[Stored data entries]
*** Block opens ***
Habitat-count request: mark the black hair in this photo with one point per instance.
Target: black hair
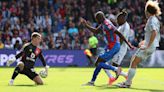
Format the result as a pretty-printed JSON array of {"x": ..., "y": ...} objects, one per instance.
[
  {"x": 151, "y": 9},
  {"x": 123, "y": 13}
]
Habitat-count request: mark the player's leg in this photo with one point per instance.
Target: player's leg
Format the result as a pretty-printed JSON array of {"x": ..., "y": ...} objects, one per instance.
[
  {"x": 18, "y": 69},
  {"x": 38, "y": 80},
  {"x": 30, "y": 73},
  {"x": 131, "y": 72},
  {"x": 122, "y": 72},
  {"x": 96, "y": 71}
]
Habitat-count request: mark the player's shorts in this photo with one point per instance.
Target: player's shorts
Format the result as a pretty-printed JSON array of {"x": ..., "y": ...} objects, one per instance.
[
  {"x": 108, "y": 54},
  {"x": 144, "y": 54},
  {"x": 29, "y": 72}
]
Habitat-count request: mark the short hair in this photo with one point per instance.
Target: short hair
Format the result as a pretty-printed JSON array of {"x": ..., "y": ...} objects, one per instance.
[
  {"x": 35, "y": 34},
  {"x": 123, "y": 13},
  {"x": 153, "y": 8},
  {"x": 98, "y": 13}
]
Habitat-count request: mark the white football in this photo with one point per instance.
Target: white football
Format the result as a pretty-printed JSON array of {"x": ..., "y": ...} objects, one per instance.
[{"x": 43, "y": 73}]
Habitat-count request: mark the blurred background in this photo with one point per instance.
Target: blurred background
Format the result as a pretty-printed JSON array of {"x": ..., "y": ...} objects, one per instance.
[{"x": 63, "y": 35}]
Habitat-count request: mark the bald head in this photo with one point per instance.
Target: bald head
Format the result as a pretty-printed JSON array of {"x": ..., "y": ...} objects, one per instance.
[{"x": 99, "y": 17}]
*** Block closes ***
• **Exercise details**:
The expected output is each line of the records above that includes the word "Target".

• **Solved exercise**:
Target: black hair
Target: player's leg
Target: player's shorts
Target: short hair
Target: white football
Target: blurred background
Target: bald head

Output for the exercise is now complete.